Iran L'affaire, qui remonte à l'été 2004, a été révélée par le «New York Times». Mais Téhéran dément avoir perdu des éléments compromettants.
Maurin Picard
[Le Figaro, 14 novembre 2005]
UN SIMPLE ORDINATEUR portable malencontreusement «égaré», et de compromettants secrets nucléaires pour l'Iran soudainement révélés à la face du monde. Tel est l'incroyable scénario révélé hier par le New York Times. Un scénario embarrassant pour les mollahs qui, depuis trois ans, tentent sans trop de conviction de prouver au monde leur bonne foi.
L'affaire remonte à l'été 2004. Les Etats-Unis informent leurs partenaires européens, alors engagés dans de difficiles négociations visant à convaincre les Iraniens de renoncer à poursuivre leurs activités nucléaires, qu'ils ont mis la main sur des documents extrêmement sensibles. Ceux-ci ne prouvent pas l'existence d'une bombe iranienne, affirment d'emblée les Américains. Mais ils apporteraient la preuve que l'Iran cherche à se doter de celle-ci, sous couvert d'un programme nucléaire officiellement civil, resté clandestin de 1984 à 2002. C'est une source anonyme, en Iran, qui est l'origine de la pêche miraculeuse. Une denrée rare par les temps qui courent, alors que les experts internationaux se plaignent de l'opacité absolue du programme nucléaire iranien.
D'après les services secrets américains, l'ordinateur dérobé regorge de plans extrêmement précis de têtes nucléaires, de savants calculs destinés à mieux arrimer de telles ogives au missile Shahab-3 («étoile filante», en farsi), le fleuron du programme balistique iranien d'origine nord-coréenne, capable d'atteindre en quelques minutes Israël, les pays du Moyen-Orient, voire les capitales d'Europe occidentale.
Ordinateur dérobé
Washington notifie également sa trouvaille à l'Agence internationale de l'énergie atomique (AIEA). D'après les allégations du quotidien new-yorkais, une réunion se tient mi-juillet 2005 sur les bords du Danube, dans la capitale autrichienne, dans un bureau de l'agence onusienne en charge de la lutte contre la prolifération nucléaire. Y assistent des représentants des services secrets américains, une «demi-douzaine» de diplomates occidentaux, ainsi que le directeur général de l'AIEA, Mohammed ElBaradei, couronné Prix Nobel de la paix le 7 octobre dernier.

|---|

Consigne 1
D'après le texte d'étude sur l'ordinateur iranien, de quelle année à quelle année le programme nucléaire de l'Iran est-il resté clandestin ?
Consigne 2
Poursuivez le texte d'étude sur l'ordinateur iranien à la suite de sa dernière phrase.

|---|

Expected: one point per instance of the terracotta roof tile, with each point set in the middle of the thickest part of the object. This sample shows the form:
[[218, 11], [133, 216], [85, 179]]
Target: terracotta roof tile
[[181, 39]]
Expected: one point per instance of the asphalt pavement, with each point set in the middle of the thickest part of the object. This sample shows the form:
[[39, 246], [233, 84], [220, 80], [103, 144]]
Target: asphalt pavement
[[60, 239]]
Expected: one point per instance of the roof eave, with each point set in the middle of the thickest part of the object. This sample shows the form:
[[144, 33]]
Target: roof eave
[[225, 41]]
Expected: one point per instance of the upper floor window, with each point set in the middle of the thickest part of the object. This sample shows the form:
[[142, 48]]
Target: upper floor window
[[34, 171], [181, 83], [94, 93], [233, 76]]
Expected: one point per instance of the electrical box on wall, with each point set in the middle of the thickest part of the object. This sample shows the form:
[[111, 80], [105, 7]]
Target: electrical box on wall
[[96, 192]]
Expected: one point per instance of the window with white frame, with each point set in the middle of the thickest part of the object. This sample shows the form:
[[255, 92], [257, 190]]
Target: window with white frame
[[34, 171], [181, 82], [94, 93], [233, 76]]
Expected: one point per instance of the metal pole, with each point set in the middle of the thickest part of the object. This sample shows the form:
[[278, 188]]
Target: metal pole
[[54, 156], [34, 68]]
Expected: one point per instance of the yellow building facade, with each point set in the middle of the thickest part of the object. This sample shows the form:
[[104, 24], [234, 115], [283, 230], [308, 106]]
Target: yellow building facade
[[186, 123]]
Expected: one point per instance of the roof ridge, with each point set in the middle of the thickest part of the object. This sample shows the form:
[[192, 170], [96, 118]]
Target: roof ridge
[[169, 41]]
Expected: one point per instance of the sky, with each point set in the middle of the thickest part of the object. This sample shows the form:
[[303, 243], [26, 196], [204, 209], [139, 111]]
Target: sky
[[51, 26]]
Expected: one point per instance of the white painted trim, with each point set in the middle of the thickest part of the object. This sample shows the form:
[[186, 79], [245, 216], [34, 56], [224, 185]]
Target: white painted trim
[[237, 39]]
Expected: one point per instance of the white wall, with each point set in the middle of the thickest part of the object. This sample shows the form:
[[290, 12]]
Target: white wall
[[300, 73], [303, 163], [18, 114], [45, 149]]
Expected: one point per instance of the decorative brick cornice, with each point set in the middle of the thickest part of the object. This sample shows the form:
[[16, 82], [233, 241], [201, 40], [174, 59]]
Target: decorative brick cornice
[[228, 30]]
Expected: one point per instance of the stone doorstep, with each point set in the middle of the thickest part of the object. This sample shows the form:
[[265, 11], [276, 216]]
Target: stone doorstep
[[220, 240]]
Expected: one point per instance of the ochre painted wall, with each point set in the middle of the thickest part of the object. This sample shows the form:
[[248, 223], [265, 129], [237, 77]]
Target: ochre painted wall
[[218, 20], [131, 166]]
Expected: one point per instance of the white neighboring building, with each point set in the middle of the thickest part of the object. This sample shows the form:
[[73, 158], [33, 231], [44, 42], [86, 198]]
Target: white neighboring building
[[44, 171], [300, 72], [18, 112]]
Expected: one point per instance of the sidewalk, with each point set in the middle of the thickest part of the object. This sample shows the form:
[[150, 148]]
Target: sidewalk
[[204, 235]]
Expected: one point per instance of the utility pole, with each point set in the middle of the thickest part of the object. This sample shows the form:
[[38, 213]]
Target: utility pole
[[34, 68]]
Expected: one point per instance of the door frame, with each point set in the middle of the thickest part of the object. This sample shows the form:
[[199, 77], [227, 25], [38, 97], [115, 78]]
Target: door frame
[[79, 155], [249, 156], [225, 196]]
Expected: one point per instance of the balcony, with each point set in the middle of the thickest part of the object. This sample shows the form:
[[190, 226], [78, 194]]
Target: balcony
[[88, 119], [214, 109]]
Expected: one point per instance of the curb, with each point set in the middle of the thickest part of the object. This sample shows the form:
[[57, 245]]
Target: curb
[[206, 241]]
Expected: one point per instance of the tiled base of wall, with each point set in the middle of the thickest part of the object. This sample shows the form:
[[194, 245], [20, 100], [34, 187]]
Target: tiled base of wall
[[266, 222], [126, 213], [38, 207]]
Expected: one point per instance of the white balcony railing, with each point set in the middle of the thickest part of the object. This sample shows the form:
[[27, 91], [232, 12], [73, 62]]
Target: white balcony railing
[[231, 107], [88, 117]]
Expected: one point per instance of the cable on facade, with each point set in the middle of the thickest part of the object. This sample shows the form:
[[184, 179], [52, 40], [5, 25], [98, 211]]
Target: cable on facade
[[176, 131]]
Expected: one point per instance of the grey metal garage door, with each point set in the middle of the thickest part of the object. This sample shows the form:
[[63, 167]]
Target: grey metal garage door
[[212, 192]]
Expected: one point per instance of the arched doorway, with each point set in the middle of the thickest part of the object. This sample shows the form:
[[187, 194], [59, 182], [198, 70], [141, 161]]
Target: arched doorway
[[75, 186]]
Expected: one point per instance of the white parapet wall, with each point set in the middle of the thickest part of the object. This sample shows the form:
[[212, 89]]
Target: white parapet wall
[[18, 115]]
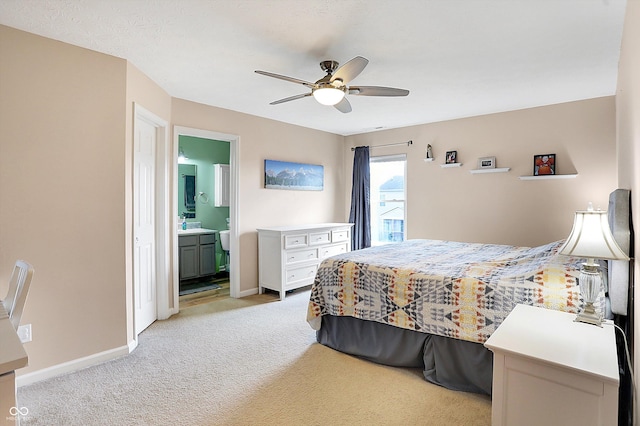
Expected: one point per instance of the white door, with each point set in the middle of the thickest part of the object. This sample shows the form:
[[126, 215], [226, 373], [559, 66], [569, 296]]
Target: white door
[[144, 255]]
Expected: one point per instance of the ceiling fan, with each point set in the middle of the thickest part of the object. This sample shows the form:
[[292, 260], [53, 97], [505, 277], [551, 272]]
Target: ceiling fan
[[332, 88]]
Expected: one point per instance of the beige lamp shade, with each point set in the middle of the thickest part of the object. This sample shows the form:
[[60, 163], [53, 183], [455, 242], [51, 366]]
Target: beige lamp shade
[[591, 237]]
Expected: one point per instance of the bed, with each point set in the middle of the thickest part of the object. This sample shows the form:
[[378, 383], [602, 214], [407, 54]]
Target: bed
[[432, 304]]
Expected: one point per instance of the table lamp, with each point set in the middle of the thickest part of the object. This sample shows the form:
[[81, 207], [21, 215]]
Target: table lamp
[[591, 238]]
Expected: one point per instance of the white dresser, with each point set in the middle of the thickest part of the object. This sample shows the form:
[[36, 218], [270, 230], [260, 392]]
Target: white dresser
[[550, 370], [288, 256]]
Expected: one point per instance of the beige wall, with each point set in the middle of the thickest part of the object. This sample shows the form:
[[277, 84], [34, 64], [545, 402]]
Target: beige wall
[[453, 204], [628, 132], [65, 179], [262, 139], [62, 180], [66, 126]]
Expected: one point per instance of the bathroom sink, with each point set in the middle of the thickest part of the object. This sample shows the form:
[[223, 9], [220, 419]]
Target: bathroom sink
[[195, 231]]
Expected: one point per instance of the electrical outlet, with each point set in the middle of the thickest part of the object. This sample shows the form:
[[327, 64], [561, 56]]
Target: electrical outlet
[[24, 333]]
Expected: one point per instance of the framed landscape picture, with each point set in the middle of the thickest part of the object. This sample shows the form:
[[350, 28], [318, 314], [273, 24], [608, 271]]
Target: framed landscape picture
[[295, 176], [487, 163], [544, 164]]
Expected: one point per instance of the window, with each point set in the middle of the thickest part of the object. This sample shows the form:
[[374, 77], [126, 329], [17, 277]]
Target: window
[[388, 199]]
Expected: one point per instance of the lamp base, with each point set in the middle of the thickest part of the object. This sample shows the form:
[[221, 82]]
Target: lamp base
[[589, 316]]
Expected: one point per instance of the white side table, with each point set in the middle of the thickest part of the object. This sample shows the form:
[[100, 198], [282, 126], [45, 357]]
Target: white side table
[[548, 369]]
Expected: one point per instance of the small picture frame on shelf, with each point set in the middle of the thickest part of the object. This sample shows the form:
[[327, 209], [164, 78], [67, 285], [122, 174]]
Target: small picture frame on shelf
[[487, 163], [451, 157], [544, 164]]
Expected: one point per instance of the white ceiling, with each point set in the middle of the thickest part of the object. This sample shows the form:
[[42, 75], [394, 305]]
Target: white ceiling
[[458, 58]]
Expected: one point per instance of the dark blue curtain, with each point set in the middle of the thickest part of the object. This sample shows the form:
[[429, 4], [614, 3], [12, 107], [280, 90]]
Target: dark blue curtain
[[360, 214]]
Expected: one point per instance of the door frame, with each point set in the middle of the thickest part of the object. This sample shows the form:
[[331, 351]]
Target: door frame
[[162, 217], [234, 161]]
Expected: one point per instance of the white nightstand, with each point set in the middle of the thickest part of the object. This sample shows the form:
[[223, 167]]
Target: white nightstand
[[550, 370]]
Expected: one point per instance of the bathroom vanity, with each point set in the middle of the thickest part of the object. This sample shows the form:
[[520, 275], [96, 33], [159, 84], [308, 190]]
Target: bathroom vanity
[[197, 252]]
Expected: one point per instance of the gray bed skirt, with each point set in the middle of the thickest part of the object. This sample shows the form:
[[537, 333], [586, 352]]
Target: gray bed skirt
[[454, 364]]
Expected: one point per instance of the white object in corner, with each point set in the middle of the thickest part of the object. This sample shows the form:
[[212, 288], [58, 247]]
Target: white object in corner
[[543, 177], [549, 369], [222, 185], [494, 170]]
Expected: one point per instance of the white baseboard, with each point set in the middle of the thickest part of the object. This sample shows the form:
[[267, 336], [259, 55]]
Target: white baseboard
[[249, 292], [77, 364]]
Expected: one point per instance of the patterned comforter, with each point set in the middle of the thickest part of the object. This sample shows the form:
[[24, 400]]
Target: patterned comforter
[[452, 289]]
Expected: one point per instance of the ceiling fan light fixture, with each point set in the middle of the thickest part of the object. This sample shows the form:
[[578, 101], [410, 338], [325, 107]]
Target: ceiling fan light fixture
[[328, 95]]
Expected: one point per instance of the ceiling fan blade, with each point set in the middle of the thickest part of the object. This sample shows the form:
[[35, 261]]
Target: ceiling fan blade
[[377, 91], [343, 106], [285, 78], [350, 70], [291, 98]]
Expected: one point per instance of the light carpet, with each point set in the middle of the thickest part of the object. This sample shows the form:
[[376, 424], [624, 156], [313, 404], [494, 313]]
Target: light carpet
[[249, 361]]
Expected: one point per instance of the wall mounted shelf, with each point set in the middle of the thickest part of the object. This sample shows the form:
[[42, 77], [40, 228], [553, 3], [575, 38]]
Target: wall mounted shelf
[[549, 177], [495, 170]]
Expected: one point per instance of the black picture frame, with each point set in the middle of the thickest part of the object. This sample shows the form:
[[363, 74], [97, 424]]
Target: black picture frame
[[451, 157], [544, 164]]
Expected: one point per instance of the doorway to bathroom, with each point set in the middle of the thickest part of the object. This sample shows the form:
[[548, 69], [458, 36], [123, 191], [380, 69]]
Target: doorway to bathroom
[[205, 208]]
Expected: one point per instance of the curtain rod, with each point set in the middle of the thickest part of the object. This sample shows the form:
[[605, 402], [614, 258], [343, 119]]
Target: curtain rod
[[388, 144]]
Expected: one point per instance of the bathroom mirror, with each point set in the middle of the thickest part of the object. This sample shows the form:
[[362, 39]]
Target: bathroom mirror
[[187, 190]]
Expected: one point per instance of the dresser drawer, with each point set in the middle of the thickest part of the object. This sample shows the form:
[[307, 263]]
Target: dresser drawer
[[340, 235], [305, 273], [320, 237], [332, 250], [294, 256], [296, 240]]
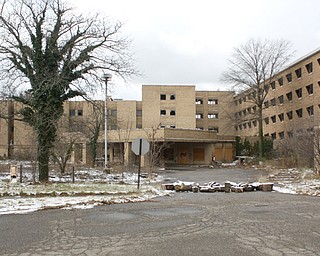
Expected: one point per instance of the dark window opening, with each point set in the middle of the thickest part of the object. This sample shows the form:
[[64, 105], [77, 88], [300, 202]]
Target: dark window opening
[[199, 101], [310, 110], [309, 67], [309, 89], [298, 73], [289, 77], [299, 112], [281, 117], [299, 93], [289, 96], [280, 81], [280, 98]]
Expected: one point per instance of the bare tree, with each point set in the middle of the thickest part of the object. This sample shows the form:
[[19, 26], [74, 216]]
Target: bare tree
[[253, 66], [56, 54]]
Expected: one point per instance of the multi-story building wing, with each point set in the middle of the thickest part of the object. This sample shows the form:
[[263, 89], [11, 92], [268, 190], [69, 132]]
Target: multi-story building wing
[[291, 106]]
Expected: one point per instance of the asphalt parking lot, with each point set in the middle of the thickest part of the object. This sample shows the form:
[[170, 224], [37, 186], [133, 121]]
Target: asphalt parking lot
[[251, 223]]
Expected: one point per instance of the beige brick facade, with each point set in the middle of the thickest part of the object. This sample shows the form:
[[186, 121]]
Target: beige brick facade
[[196, 124]]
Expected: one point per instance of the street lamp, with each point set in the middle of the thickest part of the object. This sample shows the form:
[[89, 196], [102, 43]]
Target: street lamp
[[107, 77]]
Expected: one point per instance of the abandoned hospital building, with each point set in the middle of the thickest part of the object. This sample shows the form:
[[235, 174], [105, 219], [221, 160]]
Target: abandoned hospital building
[[192, 126]]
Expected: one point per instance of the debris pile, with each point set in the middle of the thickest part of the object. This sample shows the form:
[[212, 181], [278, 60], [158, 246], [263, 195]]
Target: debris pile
[[214, 186]]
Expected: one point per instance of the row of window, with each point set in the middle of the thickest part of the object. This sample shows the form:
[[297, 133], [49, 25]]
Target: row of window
[[163, 112], [280, 117], [281, 134], [212, 129], [165, 96], [210, 116], [199, 101], [288, 77]]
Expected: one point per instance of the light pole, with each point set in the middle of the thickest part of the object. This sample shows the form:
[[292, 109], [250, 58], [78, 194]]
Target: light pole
[[107, 77]]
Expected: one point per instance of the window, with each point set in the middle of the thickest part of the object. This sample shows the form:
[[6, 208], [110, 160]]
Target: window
[[212, 101], [289, 115], [199, 116], [299, 112], [281, 135], [212, 116], [289, 77], [280, 98], [281, 117], [310, 110], [309, 89], [254, 123], [113, 112], [309, 67], [299, 93], [213, 129], [72, 112], [298, 73], [80, 112], [199, 101]]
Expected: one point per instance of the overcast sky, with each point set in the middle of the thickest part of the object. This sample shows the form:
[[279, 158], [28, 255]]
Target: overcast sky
[[189, 42]]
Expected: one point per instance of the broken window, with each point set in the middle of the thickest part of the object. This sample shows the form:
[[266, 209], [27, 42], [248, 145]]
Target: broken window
[[199, 101], [298, 73], [199, 116], [280, 98], [289, 77], [281, 117], [212, 115], [212, 101], [309, 67], [281, 135], [309, 89], [299, 93], [310, 110], [299, 112]]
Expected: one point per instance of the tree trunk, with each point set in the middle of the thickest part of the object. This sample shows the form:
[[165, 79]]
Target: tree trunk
[[261, 139]]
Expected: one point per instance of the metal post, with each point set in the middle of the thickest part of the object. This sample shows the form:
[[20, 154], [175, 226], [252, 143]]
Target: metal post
[[106, 77]]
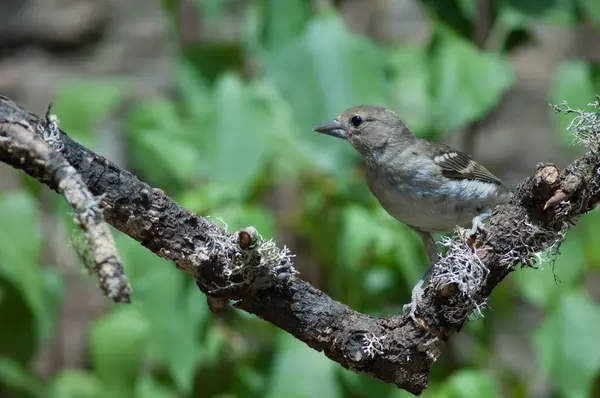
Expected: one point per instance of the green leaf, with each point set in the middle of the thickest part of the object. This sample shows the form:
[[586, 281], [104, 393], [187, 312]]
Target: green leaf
[[333, 69], [410, 86], [21, 244], [566, 344], [300, 372], [573, 84], [553, 11], [149, 387], [285, 21], [359, 231], [467, 83], [53, 291], [19, 341], [174, 317], [241, 132], [238, 217], [118, 342], [76, 384], [539, 286], [16, 377], [468, 383], [81, 104], [163, 143], [592, 8]]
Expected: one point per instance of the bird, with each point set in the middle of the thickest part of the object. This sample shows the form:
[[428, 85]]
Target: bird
[[429, 186]]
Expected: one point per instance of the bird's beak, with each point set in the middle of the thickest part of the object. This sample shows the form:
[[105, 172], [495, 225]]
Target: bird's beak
[[333, 128]]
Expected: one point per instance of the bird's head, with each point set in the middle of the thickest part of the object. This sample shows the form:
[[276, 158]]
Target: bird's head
[[368, 128]]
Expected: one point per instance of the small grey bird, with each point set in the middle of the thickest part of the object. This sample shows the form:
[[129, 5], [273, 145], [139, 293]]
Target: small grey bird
[[428, 186]]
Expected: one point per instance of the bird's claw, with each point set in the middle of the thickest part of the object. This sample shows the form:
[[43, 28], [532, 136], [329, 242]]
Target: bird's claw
[[416, 295], [477, 225]]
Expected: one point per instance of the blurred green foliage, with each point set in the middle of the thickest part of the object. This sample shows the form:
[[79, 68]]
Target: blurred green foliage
[[237, 131]]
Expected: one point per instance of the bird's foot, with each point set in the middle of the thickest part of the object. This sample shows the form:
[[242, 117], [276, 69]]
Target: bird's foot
[[416, 295], [478, 225]]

|---|

Votre réponse 1
De 1984 à 2002.

Votre réponse 2
Les Européens, déçus par d'interminables pourparlers amorcés en octobre 2003 à Téhéran, sont convaincus. Les services secrets français, anglais et allemands semblent juger crédibles les renseignements obtenus par leurs homologues d'outre-Atlantique.
Beaucoup plus sceptiques, en revanche, sont les autres pays membres du conseil des gouverneurs, l'organe exécutif de l'AIEA, qui mettent en cause la validité des informations américaines. C'est le cas des pays non alignés, qui représentent quatorze des trente-cinq sièges du «Board» à Vienne et affichaient jusqu'à récemment un soutien inconditionnel à Téhéran.
Du moins jusqu'à ce que le président iranien, Mahmoud Ahmadinejad, ne se livre à une violente diatribe envers Israël, appelant les pays musulmans à «rayer [celui-ci] de la carte». Un dérapage qui pourrait conduire pour l'Iran à la perte de précieux soutiens au sein du conseil des gouverneurs, lorsque viendra l'heure du vote décisif.
«C'est naïf»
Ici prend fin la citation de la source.